Set problem. Write the line that includes "TARGET: sweater sleeve" and all subsequent lines, exactly as written, and nothing more.

Source data:

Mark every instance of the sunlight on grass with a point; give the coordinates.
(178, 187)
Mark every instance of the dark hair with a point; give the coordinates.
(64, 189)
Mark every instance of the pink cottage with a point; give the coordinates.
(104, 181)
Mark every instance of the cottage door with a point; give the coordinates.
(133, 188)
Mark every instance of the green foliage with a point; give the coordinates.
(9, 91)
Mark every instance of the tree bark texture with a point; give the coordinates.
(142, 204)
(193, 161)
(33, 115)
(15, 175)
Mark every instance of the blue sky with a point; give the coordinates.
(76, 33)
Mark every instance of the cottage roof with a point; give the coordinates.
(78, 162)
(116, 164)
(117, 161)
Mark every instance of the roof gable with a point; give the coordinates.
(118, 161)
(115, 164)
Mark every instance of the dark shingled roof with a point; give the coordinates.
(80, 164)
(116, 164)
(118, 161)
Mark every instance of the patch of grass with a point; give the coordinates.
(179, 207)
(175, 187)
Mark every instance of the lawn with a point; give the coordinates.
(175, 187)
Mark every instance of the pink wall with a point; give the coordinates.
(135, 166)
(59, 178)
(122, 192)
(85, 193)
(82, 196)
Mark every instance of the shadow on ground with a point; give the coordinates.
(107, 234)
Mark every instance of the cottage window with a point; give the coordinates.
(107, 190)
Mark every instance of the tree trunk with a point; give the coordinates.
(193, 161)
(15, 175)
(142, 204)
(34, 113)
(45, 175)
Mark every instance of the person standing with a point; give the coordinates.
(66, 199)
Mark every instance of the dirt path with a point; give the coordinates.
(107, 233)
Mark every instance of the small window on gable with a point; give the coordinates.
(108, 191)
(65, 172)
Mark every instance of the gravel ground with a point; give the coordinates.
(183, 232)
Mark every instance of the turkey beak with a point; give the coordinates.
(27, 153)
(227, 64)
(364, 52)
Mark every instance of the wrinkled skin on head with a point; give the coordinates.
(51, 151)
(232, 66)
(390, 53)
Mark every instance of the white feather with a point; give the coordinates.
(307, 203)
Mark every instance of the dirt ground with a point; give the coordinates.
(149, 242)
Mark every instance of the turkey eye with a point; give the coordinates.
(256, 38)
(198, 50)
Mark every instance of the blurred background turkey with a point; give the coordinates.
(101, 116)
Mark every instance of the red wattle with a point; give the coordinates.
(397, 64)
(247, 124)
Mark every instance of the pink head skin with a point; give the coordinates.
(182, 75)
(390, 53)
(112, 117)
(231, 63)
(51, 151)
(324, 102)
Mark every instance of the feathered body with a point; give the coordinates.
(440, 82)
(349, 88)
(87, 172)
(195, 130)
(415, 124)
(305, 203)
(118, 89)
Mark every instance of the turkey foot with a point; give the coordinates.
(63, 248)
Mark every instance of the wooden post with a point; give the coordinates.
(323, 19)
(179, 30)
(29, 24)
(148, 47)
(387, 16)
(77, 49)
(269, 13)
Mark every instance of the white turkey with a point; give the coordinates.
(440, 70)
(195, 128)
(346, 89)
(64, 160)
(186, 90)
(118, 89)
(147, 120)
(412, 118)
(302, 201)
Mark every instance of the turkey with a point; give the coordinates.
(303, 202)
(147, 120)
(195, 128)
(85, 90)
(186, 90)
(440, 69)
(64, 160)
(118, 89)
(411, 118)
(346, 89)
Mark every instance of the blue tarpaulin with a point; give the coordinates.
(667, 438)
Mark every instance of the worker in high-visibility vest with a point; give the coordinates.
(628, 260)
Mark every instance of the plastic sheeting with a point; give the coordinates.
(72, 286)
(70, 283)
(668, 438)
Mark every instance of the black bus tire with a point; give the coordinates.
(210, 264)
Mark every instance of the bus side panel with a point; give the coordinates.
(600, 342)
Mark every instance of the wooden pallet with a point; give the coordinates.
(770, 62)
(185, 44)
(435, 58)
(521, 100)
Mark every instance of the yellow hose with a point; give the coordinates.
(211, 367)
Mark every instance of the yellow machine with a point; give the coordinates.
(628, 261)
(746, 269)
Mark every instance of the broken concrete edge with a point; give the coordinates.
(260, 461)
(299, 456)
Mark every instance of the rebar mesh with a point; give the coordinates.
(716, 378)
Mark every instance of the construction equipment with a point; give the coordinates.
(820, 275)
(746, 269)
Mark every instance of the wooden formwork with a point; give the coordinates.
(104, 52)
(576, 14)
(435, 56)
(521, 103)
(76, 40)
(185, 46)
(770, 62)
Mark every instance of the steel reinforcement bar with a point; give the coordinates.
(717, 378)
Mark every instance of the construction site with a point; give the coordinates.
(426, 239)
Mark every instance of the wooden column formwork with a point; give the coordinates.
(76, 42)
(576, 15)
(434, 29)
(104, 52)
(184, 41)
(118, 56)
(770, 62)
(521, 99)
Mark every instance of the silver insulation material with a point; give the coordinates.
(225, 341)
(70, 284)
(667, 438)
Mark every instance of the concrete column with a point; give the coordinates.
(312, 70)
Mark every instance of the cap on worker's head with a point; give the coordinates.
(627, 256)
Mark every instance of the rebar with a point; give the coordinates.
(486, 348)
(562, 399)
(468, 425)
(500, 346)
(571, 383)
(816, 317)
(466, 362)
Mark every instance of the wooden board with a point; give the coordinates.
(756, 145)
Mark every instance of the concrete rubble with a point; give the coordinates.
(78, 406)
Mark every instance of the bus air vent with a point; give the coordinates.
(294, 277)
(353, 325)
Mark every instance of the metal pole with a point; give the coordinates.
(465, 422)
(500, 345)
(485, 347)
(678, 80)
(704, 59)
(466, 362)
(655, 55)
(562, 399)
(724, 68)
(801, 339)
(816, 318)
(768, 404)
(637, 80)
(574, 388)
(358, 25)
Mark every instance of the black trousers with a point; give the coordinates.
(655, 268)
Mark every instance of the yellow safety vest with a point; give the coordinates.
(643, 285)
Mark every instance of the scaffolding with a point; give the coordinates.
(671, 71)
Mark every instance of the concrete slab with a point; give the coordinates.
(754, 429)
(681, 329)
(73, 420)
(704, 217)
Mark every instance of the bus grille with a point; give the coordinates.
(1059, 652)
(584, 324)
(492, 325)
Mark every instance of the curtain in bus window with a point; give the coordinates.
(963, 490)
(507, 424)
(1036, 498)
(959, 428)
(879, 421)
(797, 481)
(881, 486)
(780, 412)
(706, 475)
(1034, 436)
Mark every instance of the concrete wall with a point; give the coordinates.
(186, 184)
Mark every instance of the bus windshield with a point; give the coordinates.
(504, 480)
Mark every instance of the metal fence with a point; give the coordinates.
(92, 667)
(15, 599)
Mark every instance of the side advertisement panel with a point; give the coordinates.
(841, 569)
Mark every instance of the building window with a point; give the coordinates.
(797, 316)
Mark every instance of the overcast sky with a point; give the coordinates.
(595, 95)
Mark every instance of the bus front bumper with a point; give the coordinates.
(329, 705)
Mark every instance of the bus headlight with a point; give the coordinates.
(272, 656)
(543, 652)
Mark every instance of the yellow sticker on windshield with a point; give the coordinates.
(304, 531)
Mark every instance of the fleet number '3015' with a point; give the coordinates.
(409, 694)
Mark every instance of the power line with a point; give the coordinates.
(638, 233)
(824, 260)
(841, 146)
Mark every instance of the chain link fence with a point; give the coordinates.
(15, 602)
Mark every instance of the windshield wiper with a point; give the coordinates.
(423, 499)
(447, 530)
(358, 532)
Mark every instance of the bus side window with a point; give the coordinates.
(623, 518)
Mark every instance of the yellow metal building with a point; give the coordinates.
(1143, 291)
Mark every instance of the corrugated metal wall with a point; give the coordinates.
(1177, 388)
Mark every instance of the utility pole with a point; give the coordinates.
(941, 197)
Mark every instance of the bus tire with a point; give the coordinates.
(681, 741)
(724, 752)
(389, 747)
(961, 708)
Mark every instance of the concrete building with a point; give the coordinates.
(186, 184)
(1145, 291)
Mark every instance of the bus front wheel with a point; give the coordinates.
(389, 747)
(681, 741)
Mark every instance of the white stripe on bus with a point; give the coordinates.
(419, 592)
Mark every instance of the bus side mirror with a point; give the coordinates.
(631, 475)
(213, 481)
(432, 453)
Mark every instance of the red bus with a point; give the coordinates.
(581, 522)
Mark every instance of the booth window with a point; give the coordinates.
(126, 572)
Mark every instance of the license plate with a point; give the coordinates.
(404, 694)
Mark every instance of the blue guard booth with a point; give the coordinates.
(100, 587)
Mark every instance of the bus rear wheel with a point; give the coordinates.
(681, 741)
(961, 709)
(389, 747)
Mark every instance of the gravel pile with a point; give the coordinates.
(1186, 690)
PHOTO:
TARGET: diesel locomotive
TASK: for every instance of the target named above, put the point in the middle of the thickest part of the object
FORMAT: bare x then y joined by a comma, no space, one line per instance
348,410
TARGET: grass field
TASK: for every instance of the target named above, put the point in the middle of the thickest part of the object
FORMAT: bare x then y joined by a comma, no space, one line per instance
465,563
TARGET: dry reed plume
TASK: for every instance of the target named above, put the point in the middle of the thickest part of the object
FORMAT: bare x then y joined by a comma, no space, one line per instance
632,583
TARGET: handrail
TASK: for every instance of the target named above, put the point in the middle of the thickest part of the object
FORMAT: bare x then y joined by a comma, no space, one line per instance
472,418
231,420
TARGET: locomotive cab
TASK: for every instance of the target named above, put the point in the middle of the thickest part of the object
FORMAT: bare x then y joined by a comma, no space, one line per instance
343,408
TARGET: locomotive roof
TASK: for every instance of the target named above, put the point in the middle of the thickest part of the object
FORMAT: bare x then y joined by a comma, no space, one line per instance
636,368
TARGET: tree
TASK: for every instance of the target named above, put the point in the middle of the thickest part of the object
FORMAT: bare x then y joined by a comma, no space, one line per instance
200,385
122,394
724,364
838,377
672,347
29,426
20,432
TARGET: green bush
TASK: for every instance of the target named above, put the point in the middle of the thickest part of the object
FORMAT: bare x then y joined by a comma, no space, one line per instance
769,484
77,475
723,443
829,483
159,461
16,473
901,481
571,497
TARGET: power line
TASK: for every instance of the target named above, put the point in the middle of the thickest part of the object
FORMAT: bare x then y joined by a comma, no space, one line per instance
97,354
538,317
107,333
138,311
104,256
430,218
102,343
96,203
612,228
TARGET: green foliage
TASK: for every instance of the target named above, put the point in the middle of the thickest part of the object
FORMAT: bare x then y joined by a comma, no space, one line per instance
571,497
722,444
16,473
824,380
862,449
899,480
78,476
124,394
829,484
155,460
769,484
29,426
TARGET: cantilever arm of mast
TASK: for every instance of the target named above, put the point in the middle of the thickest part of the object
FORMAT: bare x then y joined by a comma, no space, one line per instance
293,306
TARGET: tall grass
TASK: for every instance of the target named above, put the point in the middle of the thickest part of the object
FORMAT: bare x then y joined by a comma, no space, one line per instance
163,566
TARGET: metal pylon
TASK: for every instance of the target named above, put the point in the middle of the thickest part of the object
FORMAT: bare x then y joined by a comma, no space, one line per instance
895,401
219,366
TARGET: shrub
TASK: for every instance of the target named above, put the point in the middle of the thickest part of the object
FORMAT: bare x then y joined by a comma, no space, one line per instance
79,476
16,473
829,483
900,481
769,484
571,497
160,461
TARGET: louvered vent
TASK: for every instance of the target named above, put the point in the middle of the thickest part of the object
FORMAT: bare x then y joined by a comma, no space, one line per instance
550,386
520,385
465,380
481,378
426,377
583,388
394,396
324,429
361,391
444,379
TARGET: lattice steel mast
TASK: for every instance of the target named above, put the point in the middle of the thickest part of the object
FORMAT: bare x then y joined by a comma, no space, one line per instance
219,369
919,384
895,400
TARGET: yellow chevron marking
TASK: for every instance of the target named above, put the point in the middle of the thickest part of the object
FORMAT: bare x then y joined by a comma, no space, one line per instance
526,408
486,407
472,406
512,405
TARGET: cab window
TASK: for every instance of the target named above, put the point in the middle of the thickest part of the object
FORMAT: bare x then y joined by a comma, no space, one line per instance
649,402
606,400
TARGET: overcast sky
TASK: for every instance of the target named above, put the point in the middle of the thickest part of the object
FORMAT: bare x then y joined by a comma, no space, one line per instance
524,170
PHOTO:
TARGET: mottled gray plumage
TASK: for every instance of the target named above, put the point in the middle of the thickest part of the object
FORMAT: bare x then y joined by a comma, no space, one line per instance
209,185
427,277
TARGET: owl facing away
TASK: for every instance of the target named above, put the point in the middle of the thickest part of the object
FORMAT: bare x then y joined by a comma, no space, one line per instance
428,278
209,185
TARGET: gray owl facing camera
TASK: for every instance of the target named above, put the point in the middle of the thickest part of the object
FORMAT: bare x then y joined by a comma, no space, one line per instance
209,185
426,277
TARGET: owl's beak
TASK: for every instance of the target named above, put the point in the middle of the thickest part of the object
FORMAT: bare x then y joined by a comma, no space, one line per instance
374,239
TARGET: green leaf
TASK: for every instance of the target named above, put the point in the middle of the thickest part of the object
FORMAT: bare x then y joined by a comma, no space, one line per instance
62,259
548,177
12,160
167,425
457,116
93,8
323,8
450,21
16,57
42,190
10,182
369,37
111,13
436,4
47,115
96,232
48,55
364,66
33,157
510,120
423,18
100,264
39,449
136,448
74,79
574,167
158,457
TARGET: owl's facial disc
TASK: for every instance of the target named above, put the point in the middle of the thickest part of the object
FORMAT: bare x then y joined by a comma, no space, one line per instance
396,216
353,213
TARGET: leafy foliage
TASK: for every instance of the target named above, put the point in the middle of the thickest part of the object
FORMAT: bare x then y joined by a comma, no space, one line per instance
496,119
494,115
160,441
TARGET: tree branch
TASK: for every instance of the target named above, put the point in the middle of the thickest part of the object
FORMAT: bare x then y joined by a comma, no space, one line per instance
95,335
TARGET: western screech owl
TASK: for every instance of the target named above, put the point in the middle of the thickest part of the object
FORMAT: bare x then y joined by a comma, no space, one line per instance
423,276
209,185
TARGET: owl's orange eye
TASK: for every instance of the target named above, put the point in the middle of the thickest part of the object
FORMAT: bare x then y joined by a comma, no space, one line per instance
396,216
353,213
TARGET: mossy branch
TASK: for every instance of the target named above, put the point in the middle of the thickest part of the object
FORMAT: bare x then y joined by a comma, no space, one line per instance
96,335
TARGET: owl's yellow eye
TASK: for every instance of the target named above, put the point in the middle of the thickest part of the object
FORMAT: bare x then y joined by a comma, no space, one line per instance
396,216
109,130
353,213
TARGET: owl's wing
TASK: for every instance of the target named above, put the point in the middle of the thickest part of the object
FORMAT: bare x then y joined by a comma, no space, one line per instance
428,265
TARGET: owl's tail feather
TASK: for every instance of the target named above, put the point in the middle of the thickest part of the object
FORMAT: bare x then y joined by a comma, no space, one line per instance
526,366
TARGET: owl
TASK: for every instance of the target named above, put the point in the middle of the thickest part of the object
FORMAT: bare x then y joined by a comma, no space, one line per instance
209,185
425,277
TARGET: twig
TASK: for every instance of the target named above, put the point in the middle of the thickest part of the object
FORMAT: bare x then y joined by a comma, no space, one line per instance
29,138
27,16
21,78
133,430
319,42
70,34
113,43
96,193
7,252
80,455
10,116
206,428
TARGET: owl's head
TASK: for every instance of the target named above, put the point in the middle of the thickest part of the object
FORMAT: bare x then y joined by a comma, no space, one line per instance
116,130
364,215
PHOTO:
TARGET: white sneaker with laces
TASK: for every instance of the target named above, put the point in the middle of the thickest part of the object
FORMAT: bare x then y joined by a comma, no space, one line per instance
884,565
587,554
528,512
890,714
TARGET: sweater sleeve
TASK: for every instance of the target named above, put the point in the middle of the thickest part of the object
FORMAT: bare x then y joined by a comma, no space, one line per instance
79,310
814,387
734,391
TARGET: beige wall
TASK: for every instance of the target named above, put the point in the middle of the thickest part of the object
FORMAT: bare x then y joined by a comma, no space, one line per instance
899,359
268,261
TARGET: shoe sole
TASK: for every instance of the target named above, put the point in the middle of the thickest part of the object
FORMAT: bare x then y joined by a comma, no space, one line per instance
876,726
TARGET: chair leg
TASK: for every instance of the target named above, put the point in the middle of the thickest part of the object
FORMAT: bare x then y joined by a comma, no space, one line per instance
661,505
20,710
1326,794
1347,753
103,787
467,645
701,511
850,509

Output of the exercise.
TARGET: sweater sleeve
TASK: for every instance of the target named above, put the point in the middle of the thickest part of the object
FORMAT: bare x then y joined by a comma, no space, one line per instance
79,310
814,387
734,391
TARGET: beige wall
TASK: for every instance of the target named above, put the point in the middle of the thickest part of the object
FORMAT: bare x then y joined by a comma, no space, one line per instance
899,359
268,261
TARGET: shoe sole
TASK: for every instance of the target named above, put the point in the middle of the thickest part of the object
FORMAT: bare x then y joined by a comma, no space, one line per instance
876,726
TARGET: chair leg
TASK: for every instance of the target named above, put the point in the middle of the thickest part of the object
FORMAT: bare x then y joined by a comma, no space, one line per instance
661,505
20,710
1326,794
1347,753
103,787
467,645
701,511
850,509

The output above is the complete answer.